**TASK TO COMPLETE**
Copy the data from the line that contains "Task: locate the slender" through the line that contains "x=533 y=553", both included, and replace every "marker" with "point". Leave everything else unchanged.

**SUPPLIED MATERIAL**
***
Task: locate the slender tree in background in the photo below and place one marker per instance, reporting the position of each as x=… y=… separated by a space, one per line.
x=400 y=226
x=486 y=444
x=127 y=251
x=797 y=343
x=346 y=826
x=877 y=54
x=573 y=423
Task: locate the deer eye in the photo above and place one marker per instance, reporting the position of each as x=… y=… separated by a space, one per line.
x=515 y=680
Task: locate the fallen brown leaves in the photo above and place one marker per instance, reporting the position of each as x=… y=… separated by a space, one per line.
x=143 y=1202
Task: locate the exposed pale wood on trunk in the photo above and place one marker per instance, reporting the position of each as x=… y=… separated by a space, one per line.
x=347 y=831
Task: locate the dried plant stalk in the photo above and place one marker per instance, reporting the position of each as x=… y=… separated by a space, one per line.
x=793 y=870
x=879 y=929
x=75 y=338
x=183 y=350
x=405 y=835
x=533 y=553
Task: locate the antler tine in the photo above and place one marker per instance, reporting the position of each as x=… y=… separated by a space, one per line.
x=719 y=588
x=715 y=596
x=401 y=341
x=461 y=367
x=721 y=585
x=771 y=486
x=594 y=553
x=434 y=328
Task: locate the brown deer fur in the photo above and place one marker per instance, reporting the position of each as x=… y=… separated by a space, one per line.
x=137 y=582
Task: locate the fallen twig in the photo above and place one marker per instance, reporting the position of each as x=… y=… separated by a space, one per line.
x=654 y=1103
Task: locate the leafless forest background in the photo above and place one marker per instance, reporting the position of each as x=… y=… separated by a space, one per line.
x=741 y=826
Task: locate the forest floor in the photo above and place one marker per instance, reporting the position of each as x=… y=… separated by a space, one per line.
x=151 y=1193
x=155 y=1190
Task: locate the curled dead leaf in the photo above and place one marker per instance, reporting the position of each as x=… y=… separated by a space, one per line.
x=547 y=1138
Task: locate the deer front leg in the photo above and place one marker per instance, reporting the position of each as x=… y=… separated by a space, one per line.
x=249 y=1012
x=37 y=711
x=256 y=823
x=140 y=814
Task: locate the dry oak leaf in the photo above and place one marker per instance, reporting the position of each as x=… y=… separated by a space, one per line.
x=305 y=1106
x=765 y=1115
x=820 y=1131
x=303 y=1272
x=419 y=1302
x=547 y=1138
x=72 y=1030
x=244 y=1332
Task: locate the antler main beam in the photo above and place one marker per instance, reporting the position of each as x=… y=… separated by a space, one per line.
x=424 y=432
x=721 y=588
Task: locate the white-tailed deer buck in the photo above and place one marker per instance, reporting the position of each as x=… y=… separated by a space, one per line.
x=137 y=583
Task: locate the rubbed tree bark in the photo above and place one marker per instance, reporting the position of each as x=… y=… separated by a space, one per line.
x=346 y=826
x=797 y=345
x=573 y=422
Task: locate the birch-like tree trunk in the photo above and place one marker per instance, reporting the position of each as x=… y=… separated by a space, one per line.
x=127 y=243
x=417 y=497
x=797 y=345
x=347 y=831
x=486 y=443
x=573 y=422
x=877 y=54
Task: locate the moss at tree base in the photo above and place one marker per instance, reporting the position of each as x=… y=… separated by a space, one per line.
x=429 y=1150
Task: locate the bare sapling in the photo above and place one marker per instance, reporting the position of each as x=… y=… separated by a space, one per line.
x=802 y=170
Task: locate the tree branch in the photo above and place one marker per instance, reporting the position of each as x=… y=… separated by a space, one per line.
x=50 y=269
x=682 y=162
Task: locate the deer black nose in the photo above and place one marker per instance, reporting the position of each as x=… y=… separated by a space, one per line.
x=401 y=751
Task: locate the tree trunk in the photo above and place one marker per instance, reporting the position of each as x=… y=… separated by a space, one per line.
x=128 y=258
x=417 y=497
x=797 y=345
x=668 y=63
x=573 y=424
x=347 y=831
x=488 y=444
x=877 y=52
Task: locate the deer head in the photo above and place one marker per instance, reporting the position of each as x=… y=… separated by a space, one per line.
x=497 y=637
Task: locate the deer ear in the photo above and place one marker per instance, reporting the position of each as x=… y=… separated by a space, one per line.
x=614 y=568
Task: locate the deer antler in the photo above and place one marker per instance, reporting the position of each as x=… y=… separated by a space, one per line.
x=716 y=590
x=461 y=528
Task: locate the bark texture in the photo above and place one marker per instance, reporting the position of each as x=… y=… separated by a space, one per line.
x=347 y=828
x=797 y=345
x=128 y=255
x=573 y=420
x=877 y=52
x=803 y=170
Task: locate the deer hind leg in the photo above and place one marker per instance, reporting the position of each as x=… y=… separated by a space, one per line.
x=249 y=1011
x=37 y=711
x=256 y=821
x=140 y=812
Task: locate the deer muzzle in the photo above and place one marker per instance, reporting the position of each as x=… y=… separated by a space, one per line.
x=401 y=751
***
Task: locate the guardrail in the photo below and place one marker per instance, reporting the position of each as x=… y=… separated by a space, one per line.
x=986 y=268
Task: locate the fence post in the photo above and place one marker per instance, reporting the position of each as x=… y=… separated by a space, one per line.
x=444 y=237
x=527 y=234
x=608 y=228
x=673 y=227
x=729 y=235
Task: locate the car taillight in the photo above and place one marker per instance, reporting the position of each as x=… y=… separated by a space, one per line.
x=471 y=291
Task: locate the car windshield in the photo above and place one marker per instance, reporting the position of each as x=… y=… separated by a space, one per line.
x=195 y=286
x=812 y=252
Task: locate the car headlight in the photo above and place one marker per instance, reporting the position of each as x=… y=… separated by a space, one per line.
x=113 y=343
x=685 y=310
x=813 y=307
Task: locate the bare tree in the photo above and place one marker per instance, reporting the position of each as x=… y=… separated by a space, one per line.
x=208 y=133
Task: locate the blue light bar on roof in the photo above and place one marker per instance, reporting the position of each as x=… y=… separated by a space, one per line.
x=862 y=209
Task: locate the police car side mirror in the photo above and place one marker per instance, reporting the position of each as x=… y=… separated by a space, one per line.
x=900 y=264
***
**SOLUTION BELOW**
Task: locate the slender tree in background in the photo below and place one point per instance, reporting the position of each as x=… y=… separated by a space, one per line.
x=400 y=226
x=486 y=444
x=127 y=251
x=797 y=343
x=346 y=826
x=877 y=54
x=573 y=423
Task: locate the deer eye in the photo above and place one point per instance, reporting the position of each as x=… y=… separated by a space, one per line.
x=515 y=680
Task: locate the fallen brown leaves in the photo above and place one point per instance, reporting the position of each as x=… y=… separated by a space, one per line.
x=143 y=1202
Task: locate the exposed pale wood on trunk in the photo above and place one point per instance, reporting the position of each as x=… y=… separated by a space, one per line.
x=347 y=831
Task: locate the dried plant stalk in the photo above and place one point per instance, reporting the position of each as x=… y=… separated by a space, one per line.
x=793 y=870
x=879 y=929
x=75 y=338
x=183 y=350
x=405 y=835
x=533 y=553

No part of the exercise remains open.